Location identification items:
<<<<
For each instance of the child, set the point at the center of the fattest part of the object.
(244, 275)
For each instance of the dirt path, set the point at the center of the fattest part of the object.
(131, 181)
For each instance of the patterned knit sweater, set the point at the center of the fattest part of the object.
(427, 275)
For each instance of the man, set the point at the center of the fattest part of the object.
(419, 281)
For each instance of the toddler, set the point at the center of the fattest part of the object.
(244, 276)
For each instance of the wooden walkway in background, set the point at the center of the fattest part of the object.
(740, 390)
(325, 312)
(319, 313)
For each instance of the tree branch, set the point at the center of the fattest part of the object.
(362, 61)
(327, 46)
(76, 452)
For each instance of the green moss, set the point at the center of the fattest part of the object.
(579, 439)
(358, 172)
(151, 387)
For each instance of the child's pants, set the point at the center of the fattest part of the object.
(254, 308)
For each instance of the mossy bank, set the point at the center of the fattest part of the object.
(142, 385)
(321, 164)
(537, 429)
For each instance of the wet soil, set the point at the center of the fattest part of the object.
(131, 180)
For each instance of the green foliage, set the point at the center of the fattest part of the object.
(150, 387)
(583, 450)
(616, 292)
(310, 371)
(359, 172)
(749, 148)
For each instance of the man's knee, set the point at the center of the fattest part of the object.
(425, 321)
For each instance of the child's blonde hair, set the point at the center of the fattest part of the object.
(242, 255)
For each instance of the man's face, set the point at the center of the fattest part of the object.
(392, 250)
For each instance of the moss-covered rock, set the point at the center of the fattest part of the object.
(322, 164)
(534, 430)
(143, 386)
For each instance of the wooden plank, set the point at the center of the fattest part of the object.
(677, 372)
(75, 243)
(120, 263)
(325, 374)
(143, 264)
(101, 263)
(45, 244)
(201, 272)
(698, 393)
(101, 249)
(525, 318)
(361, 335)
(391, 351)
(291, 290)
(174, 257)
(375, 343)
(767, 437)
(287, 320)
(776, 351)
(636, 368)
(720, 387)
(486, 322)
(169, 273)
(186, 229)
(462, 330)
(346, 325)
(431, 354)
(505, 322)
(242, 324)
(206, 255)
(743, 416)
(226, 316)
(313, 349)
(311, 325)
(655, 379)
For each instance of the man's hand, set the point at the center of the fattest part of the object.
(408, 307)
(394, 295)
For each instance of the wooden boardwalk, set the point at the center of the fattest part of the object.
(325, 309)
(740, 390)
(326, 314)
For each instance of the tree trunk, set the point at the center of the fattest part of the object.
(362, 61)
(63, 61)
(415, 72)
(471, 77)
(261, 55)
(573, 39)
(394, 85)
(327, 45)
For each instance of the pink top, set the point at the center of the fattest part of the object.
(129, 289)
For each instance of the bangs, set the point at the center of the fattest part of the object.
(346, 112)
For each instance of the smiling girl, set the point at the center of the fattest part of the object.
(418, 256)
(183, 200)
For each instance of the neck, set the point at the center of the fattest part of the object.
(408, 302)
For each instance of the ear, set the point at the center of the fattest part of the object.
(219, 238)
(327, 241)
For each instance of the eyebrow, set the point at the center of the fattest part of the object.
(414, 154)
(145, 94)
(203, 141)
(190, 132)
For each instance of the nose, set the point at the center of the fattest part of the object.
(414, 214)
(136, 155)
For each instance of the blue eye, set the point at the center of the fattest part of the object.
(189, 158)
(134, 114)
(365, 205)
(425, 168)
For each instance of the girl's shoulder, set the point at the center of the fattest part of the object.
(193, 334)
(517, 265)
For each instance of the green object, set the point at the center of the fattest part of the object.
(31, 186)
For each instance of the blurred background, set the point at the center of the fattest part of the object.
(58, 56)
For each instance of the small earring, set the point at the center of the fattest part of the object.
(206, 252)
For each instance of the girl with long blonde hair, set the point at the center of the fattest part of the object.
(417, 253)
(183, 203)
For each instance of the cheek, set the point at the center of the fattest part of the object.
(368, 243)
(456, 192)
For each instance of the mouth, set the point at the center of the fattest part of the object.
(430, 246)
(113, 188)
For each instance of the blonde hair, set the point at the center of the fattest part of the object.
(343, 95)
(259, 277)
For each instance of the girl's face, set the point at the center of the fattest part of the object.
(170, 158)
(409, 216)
>>>>
<<<<
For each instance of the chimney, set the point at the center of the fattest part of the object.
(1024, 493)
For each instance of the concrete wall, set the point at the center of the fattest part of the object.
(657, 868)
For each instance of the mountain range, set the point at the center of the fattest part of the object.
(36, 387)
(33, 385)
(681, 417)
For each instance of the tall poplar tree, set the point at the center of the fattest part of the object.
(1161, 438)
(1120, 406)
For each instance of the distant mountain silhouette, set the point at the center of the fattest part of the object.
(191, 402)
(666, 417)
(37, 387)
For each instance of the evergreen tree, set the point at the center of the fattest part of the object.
>>>>
Exercise objective ▸ Please pick out every line above that contains the string "background", matching case exactly, and copy each of those lines.

Task solution ▸
For each instance of the wooden walkway in background, set the point at the center of the fattest part of the object.
For each instance of the blurred background, set the point at the center of the fattest part of the object.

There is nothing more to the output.